**EXTRACT:**
(begin)

When a person dies having made a will, their personal estate is transferred to their personal representatives and thereafter to the person, or people, who have been named as beneficiaries, once the administration of their estate is complete.
If a will has not been prepared, the deceased’s personal estate is distributed among their surviving relatives pursuant to the terms of the Succession Act 1974, subsequent to the administration of their estate being complete.
Bermuda’s Wills Act 1988 defines “personal estate” to include leasehold estates, company shares, and chattels, among other forms of assets, and “all other property whatsoever which by law devolves upon an executor or administrator”.
But, how are crypto assets to be treated?
They are not tangible and hence not capable of being things in possession.
However, they do hold value that an individual has a right to possess and transfer.
As property evolves, such as with crypto assets, so must the methods used to preserve them and pass them on upon one’s death.
The primary concern with leaving crypto assets in a will is ensuring that they can be accessed and transferred to the designated beneficiaries.
Crypto assets may be stored in a variety of ways.
For example, cryptocurrencies like bitcoin can be held in crypto wallets, each of which has an address with a 30-plus character alphanumeric identity that acts as a pseudonym for the actual owner’s identity.
The most common types are hot and cold wallets.
Hot wallets are described as online cryptocurrency storage software, but because they are online they can be susceptible to cyber attacks.
Cold wallets are offline storage devices, and therefore tend to be more secure.
However a crypto asset is stored, an individual needs an access key code in order to access it.
Two high-profile cases demonstrate how crypto assets have been lost.
In 2018, the CEO of Canadian crypto exchange QuadrigaCX, Gerald Cotten, died unexpectedly at age 30.
His $190 million worth of crypto assets were inaccessible because he was the sole holder of the private keys and cold wallets for the company – and had not shared those details with anyone.
In the same year, Mathew Mellon died at 54, but his $500 million worth of cryptocurrencies was lost, too.
Mr Mellon had stored the private keys to his crypto assets in cold wallets distributed in various banks, but he had not told anyone their whereabouts.
These examples show how easy it is to lose access to cryptocurrencies and highlights the importance of creating a plan for executors and beneficiaries to follow when handling an estate, particularly where crypto assets are concerned.
When drafting a will, special attention must be given to the instructions on how to gain access to the crypto assets so that they may be transferred to the intended beneficiaries.
Most importantly, beneficiaries should be provided with clear instructions on how to access the crypto assets.
In Bermuda, a will becomes a public document once it is probated.

(end)

**WORK INSTRUCTIONS:**
Rewrite the stretch of the passage on crypto assets in wills from "However, they do" through "the designated beneficiaries.", putting "digital assets" wherever "crypto assets" appears.

(Point-based annotation data)
(begin)

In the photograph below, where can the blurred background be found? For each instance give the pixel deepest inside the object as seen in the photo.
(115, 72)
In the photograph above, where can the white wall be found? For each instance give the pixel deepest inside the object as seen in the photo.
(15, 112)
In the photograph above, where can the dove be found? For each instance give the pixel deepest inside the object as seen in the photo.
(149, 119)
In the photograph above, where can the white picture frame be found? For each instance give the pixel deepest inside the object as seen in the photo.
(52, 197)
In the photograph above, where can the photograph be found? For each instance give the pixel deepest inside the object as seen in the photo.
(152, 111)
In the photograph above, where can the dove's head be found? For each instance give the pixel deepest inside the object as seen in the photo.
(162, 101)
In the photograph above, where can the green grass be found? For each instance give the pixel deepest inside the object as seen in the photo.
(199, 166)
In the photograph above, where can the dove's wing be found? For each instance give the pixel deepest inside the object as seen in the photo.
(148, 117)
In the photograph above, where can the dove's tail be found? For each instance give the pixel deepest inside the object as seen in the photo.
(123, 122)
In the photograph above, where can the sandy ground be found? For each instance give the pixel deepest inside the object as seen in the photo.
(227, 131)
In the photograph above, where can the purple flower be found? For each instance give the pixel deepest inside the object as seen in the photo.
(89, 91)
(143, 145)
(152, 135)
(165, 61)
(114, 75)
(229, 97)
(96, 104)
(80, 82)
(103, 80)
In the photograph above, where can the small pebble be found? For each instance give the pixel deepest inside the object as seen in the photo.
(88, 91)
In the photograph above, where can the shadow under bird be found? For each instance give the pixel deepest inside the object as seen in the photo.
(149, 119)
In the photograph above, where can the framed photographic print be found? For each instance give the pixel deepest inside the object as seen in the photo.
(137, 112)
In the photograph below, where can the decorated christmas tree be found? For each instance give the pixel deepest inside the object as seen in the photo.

(end)

**RESULT OF THE EXERCISE:**
However, they do hold value that an individual has a right to possess and transfer.
As property evolves, such as with digital assets, so must the methods used to preserve them and pass them on upon one’s death.
The primary concern with leaving digital assets in a will is ensuring that they can be accessed and transferred to the designated beneficiaries.